Passage shown:
If you get the squaddies in your book to speak, will you make them speak like they really do, or will you tidy it up and make it proper? … I’ll put the swearwords in, because it’s the truth.
Barbusse was determined that Under Fire would present an unvarnished portrait of the rank-and-file French soldier – the poilu – from his ragged appearance to his coarse language. Controversially, he also described the anger that soldiers felt towards those living comfortably at home, and the shame produced by their own nightmarish experiences. Under Fire is dedicated to the memory of his fallen comrades – between 9 and 13 January 1915 half of his unit was killed – and Barbusse used his royalties to found the Association Républicaine des Anciens Combattants, an organisation devoted to defending the rights, and the testimony, of war veterans.
Robin Buss’s translation captures perfectly Barbusse’s extraordinary combination of the crude, the poetic and the apocalyptic. This stunning edition enhances his vivid text with haunting documentary photographs of ordinary French soldiers taken on the battlefield itself and an introduction by pre-eminent military historian, Hew Strachan, exploring Under Fire’s groundbreaking and controversial combination of fact and fiction.

Work item: Quote the passage about Under Fire word for word, starting with the words "Robin Buss’s translation" and ending after "fact and fiction.".

Collected data:

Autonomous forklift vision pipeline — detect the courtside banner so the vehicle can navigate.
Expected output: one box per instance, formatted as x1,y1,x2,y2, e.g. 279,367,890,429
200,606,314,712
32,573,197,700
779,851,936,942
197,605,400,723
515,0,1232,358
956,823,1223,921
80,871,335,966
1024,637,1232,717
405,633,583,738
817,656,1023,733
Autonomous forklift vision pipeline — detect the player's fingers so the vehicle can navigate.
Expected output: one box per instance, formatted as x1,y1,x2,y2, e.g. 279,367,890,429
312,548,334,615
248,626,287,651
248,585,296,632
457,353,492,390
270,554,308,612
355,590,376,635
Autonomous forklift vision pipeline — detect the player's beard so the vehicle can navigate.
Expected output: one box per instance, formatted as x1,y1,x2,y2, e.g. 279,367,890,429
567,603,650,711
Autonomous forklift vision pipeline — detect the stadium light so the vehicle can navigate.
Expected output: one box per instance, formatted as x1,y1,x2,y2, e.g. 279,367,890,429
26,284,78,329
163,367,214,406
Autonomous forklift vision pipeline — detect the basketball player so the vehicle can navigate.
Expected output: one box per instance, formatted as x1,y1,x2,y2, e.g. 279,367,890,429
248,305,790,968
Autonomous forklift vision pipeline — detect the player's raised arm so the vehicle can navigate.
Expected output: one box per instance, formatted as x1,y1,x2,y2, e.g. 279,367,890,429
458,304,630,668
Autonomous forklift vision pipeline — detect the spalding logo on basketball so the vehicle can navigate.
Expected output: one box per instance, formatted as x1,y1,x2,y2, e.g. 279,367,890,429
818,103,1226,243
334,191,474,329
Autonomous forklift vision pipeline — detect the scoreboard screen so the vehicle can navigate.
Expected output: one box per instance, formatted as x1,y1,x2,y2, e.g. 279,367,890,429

Task answer:
Robin Buss’s translation captures perfectly Barbusse’s extraordinary combination of the crude, the poetic and the apocalyptic. This stunning edition enhances his vivid text with haunting documentary photographs of ordinary French soldiers taken on the battlefield itself and an introduction by pre-eminent military historian, Hew Strachan, exploring Under Fire’s groundbreaking and controversial combination of fact and fiction.